Problems to work on
• a. From the letter below, return verbatim the passage that begins at the words "Wednesday, July 25, 2012" and stops after the words "ceiling and walls.".
• b. According to the letter, how old is the church chosen as the wedding venue?

Wednesday, July 25, 2012

A letter home: 25 July 2012

My dearest Emma,

Greetings from the sunny-for-once Island of Rain. Up until Saturday I don't think we had experienced a precipitation-free day since May. Often that precipitation would come in the form of constant, heavy rain that found its way into every tiny space of our ancient roof, and down through our ceiling and walls.

But these things are quickly forgotten when the sun shines, Emma. With genuine summer weather, barbecue grills are churning smoke almost nonstop; people are wearing as little as possible, and sometimes far less than acceptable. Windows are open. On trains and buses, the people not wearing deodorant are all too obvious. And suddenly one finds the energy to take on all those projects that had somehow gone ignored when the sky was permanent grey.

In the past few days, Jenn has painted the bathroom, rearranged our storage area, and magically found more space in the kitchen. And both of us have discovered a new joie de vivre toward planning next summer's wedding.

Wedding planning, Emma. This is what I do now. After spending most of June looking at various potential venues, Jenn and I are finally settled on a date and location. We're getting married in a 145-year-old church that isn't a church, on the shores of a bay that is not a bay. It's amusing that we spent so much time looking at other places, because Jenn was hinting at the Norwegian Church as a venue even before I had proposed. 


I suppose my initial reason for hesitation was the fact that it is not very Britishy, what with the Norwegian flag flying out front and a quaintly outdated-looking picture of King Harald V hanging in the room where we'll have the ceremony. But, the more I think about it, the more I like it. The white clapboard building is reminiscent of the churches seen in small Upper Midwestern towns. With the flag of Norway, especially, it reminds me of Minnesota, and in that tenuous way I will feel connected to home on my wedding day.


Hopefully friends from Minnesota will come to strengthen that connection. And hopefully, for their sakes, the weather will cooperate. The odds are not very good of any single chosen day in Britain being sunny, of course, but that doesn't stop me from wishing for it. I'll be asking my American friends to invest a lot of time and money to come here, and I want so much for it to be worthwhile. I want them to get a chance to see the best possible side of Cardiff/Wales/Britain. I want them to be able to sit on the deck next to the church, sipping their beer or wine or Pimms, looking out across the water of Cardiff Bay, and think: "Damn. I'm really glad I came."

Data entries
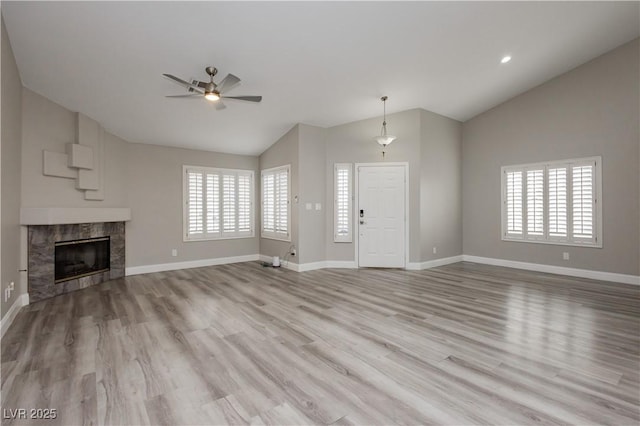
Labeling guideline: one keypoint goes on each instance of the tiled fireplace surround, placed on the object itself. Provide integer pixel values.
(41, 256)
(46, 226)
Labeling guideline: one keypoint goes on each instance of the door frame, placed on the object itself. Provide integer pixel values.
(356, 210)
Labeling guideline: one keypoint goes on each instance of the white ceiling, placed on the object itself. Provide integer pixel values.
(320, 63)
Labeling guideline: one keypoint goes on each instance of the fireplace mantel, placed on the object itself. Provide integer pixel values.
(63, 216)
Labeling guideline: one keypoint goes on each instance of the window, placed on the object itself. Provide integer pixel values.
(217, 203)
(342, 214)
(276, 210)
(555, 202)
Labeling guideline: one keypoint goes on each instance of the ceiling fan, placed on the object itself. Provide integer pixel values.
(211, 91)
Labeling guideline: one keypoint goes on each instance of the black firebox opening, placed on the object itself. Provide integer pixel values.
(79, 258)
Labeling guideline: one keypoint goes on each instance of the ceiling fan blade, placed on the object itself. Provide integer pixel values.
(245, 98)
(193, 95)
(183, 83)
(228, 83)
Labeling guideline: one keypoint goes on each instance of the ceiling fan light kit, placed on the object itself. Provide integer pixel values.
(384, 139)
(210, 90)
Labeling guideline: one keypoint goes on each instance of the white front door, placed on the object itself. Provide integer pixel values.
(381, 216)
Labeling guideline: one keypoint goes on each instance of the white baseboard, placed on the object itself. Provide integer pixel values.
(161, 267)
(413, 266)
(418, 266)
(312, 266)
(342, 264)
(561, 270)
(7, 320)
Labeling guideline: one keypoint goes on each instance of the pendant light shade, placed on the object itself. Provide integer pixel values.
(384, 139)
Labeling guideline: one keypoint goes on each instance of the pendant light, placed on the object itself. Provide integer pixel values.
(384, 139)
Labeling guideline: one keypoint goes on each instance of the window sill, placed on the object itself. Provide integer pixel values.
(271, 237)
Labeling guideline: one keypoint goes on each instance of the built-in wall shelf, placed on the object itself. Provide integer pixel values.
(61, 215)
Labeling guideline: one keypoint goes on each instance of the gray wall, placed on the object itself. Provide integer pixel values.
(311, 237)
(281, 153)
(353, 143)
(440, 186)
(11, 134)
(155, 197)
(145, 178)
(49, 126)
(591, 110)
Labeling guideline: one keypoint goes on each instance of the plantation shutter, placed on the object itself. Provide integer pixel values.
(557, 201)
(583, 202)
(213, 203)
(276, 203)
(342, 203)
(244, 203)
(282, 195)
(514, 203)
(195, 203)
(535, 200)
(268, 203)
(218, 203)
(229, 203)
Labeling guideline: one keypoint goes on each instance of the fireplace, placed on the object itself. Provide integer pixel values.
(68, 257)
(81, 258)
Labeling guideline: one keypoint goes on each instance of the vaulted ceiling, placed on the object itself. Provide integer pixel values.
(320, 63)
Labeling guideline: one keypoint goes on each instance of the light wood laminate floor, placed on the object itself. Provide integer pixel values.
(240, 344)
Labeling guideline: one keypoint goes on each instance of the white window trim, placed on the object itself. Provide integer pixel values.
(272, 235)
(221, 235)
(546, 239)
(348, 238)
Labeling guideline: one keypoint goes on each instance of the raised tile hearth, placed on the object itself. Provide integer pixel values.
(42, 247)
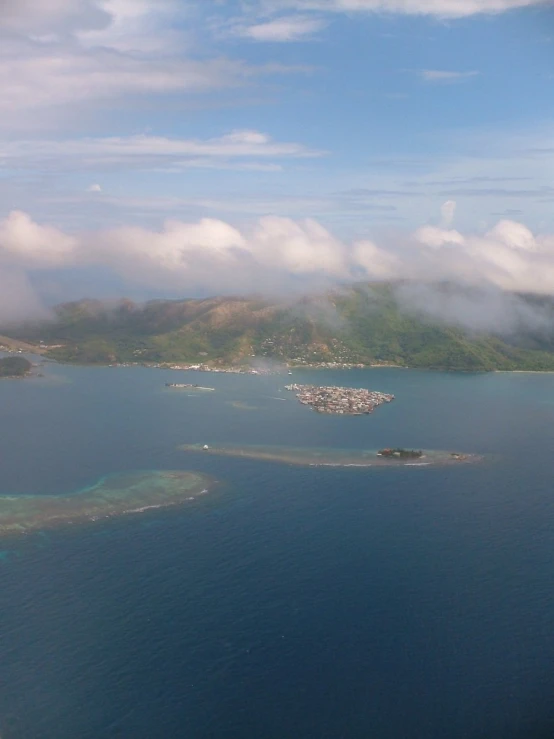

Responses in order
• a.
Wednesday, July 25, 2012

A letter home: 25 July 2012

My dearest Emma,

Greetings from the sunny-for-once Island of Rain. Up until Saturday I don't think we had experienced a precipitation-free day since May. Often that precipitation would come in the form of constant, heavy rain that found its way into every tiny space of our ancient roof, and down through our ceiling and walls.

• b. It is 145 years old.